- _Trabajo requerido_
Reproduzca todo el material y cambie "soldier's face" por "soldier's helmet" cada vez que aparezca, sin alterar nada más.

- _Material extraído_
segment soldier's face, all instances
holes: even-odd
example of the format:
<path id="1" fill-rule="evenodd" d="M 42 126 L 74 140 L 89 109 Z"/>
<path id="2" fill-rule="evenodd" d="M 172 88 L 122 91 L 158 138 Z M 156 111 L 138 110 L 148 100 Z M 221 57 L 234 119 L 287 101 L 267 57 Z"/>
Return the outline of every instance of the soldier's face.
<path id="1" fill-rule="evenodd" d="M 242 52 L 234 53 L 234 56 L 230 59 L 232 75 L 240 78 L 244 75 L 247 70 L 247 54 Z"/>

- _Ejercicio resuelto_
segment soldier's helmet, all instances
holes: even-odd
example of the format:
<path id="1" fill-rule="evenodd" d="M 42 126 L 74 140 L 89 109 Z"/>
<path id="2" fill-rule="evenodd" d="M 172 88 L 122 91 L 158 138 Z M 156 111 L 138 110 L 148 100 Z M 221 57 L 234 119 L 287 101 L 267 57 Z"/>
Return the outline of every instance of the soldier's helmet.
<path id="1" fill-rule="evenodd" d="M 242 52 L 234 53 L 234 56 L 230 59 L 232 75 L 240 78 L 244 75 L 247 70 L 247 54 Z"/>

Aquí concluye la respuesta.